Tally the lines in the records underneath that contain the string "door", and state the figure by itself.

**** Exercise materials ****

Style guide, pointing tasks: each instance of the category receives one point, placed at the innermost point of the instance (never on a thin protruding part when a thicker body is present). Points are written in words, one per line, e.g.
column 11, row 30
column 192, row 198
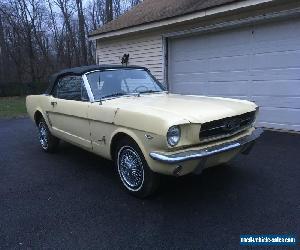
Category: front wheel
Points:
column 134, row 172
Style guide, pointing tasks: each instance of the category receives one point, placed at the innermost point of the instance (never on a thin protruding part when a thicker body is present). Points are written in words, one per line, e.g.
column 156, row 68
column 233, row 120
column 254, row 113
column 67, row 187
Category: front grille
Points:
column 226, row 127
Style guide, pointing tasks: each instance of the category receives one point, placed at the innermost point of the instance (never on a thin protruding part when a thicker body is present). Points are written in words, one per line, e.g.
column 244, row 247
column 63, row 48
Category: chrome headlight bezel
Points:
column 173, row 135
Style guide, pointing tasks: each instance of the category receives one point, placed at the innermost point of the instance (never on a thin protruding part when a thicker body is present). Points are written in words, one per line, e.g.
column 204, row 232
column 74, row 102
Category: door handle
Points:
column 53, row 103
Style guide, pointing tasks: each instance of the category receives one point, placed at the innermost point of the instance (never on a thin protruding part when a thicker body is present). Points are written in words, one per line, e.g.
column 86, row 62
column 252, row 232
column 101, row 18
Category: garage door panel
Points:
column 233, row 63
column 277, row 115
column 231, row 76
column 276, row 46
column 277, row 101
column 276, row 74
column 190, row 67
column 209, row 88
column 259, row 63
column 276, row 88
column 279, row 30
column 276, row 60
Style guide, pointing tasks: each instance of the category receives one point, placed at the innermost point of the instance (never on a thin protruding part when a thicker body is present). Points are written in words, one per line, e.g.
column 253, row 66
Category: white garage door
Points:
column 259, row 63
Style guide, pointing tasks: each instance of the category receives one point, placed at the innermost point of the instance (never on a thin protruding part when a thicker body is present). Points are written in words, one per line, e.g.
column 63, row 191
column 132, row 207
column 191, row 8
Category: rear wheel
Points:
column 48, row 142
column 135, row 175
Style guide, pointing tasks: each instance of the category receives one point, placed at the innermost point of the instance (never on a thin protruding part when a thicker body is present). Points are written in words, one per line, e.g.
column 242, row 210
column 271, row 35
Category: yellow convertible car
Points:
column 124, row 114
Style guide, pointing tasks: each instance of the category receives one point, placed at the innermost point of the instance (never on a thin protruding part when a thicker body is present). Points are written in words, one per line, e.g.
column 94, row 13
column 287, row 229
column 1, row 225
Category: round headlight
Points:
column 173, row 135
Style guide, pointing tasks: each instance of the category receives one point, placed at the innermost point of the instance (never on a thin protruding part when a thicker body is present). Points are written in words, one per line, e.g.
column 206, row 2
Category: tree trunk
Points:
column 108, row 10
column 81, row 22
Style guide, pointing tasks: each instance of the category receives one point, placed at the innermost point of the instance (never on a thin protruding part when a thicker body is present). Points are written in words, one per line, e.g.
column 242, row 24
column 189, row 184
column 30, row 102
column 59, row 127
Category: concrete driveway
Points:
column 72, row 199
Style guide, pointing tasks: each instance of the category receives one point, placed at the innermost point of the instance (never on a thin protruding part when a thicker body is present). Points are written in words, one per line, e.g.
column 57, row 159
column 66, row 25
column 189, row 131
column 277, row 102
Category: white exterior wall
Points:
column 144, row 50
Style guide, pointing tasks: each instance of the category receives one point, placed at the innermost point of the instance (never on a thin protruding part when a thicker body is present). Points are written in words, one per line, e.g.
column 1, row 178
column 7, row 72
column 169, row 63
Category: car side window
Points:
column 71, row 88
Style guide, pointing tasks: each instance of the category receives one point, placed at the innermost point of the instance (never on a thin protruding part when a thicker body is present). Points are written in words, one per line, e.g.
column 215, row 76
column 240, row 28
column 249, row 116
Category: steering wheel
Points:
column 139, row 87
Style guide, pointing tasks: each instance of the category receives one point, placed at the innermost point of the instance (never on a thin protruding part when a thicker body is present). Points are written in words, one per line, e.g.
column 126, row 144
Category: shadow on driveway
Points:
column 73, row 199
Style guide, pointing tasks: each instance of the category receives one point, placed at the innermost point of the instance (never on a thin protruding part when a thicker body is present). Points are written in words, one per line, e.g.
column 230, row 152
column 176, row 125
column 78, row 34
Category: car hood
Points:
column 189, row 108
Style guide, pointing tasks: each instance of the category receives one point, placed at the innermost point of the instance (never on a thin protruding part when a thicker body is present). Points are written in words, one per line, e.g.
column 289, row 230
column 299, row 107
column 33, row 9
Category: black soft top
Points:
column 82, row 70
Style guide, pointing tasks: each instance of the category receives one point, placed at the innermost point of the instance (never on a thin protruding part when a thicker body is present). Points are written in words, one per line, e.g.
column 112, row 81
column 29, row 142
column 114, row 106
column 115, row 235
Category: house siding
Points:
column 145, row 50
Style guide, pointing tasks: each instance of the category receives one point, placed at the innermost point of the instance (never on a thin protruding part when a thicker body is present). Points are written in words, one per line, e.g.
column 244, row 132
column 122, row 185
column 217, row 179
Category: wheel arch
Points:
column 37, row 116
column 123, row 133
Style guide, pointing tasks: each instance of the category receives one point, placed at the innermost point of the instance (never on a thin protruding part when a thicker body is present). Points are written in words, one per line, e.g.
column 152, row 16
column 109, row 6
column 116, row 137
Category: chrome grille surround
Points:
column 226, row 127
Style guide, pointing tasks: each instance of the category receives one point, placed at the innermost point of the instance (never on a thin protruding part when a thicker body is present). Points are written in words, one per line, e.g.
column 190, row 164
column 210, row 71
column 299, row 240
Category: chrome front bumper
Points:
column 206, row 152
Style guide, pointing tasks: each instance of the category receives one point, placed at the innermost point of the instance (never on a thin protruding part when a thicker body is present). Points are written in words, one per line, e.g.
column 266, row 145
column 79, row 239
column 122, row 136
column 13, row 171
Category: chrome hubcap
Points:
column 43, row 135
column 130, row 168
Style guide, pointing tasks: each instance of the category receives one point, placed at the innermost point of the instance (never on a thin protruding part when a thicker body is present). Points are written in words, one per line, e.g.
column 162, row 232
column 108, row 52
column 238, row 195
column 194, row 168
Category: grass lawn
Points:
column 12, row 107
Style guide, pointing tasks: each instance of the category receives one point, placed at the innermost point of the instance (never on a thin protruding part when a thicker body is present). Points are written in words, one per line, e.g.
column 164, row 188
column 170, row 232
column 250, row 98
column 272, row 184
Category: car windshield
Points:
column 118, row 82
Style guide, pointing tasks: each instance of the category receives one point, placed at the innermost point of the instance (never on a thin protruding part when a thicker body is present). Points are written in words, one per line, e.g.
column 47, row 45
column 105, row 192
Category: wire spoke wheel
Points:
column 130, row 167
column 43, row 135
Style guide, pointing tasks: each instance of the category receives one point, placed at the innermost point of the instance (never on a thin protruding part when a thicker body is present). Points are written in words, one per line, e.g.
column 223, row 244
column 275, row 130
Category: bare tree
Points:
column 81, row 26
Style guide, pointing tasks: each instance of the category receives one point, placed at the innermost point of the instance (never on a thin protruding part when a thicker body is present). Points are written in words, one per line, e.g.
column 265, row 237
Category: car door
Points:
column 68, row 115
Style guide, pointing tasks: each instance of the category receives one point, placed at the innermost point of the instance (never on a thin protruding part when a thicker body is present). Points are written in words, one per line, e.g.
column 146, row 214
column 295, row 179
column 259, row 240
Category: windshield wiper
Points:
column 114, row 95
column 149, row 91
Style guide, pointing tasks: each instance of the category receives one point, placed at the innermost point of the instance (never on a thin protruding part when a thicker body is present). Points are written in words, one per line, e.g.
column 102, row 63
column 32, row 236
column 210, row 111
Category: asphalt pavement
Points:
column 73, row 199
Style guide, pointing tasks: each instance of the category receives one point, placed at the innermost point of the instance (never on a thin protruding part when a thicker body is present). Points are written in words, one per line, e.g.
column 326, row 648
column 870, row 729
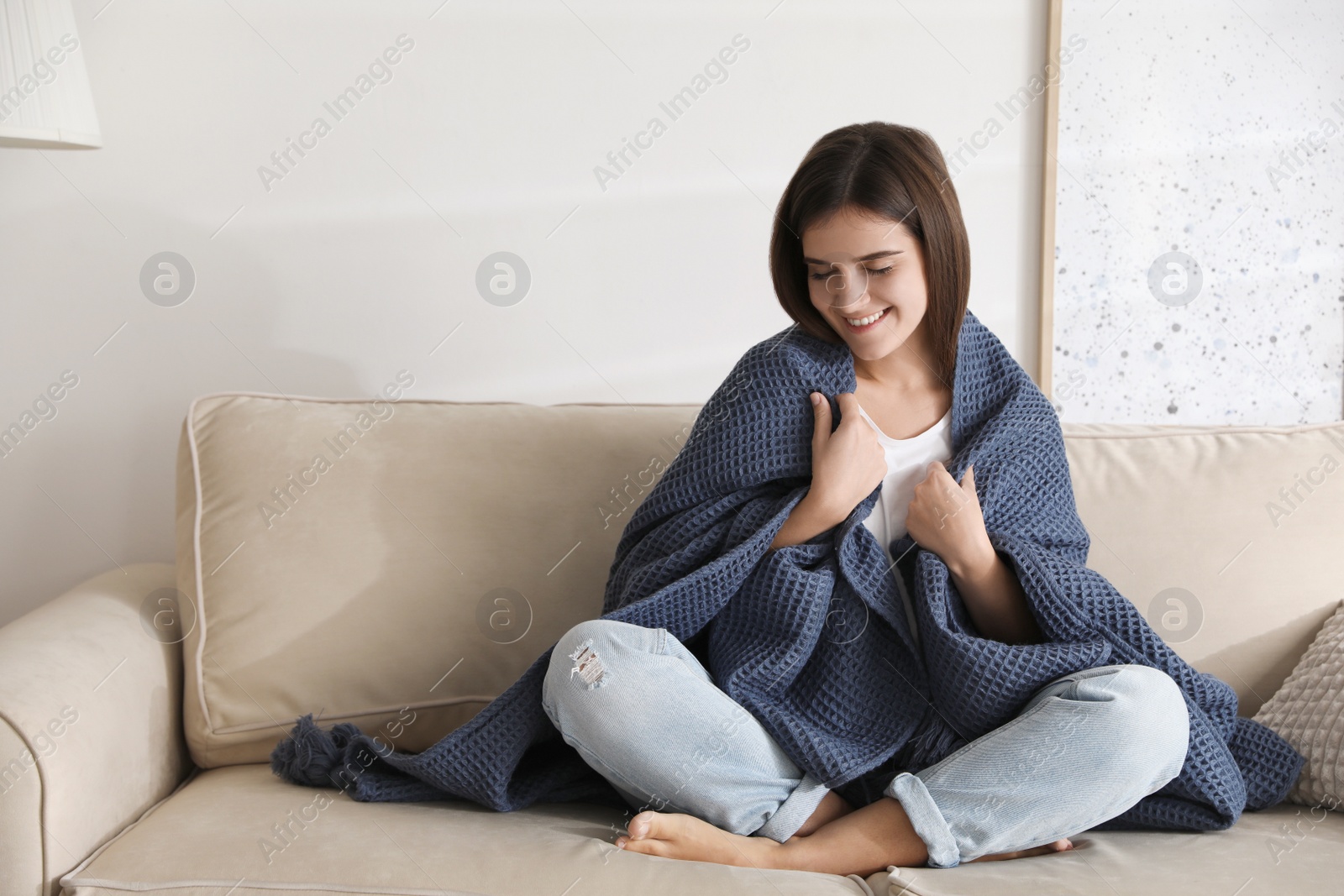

****

Answer for this exercise =
4